RAW RECORDS
>>>
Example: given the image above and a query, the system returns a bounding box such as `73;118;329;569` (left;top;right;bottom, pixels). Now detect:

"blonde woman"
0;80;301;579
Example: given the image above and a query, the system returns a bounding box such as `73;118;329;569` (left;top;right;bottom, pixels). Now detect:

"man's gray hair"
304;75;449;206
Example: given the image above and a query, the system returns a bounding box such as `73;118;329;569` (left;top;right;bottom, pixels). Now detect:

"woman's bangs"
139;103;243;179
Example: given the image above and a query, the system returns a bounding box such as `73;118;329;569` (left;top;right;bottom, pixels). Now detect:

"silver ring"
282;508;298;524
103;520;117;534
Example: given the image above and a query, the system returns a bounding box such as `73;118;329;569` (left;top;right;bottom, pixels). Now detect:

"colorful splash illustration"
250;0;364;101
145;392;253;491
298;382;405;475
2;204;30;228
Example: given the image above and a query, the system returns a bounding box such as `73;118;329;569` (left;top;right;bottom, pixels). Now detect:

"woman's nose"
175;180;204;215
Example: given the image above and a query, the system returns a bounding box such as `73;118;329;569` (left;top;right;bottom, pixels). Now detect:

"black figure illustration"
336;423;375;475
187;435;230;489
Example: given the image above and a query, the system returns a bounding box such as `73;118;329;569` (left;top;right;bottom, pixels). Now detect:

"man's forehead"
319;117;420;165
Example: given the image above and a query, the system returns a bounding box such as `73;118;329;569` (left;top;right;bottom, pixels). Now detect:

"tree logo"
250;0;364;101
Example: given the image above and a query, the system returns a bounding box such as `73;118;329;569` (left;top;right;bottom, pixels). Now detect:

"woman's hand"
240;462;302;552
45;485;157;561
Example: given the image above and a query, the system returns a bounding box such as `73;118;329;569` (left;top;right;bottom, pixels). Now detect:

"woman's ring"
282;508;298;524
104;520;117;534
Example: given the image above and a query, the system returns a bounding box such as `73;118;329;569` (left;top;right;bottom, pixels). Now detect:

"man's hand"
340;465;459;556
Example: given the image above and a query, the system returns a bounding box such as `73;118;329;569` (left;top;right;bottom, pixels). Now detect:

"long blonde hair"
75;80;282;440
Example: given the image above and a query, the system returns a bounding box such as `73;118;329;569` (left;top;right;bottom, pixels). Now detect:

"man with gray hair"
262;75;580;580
<<<
OBJECTIVE
Find every line of the material that contains the string "illustration" and copy each of those lines in full.

ANSWER IN FULL
"colorful splash illustration"
"black figure illustration"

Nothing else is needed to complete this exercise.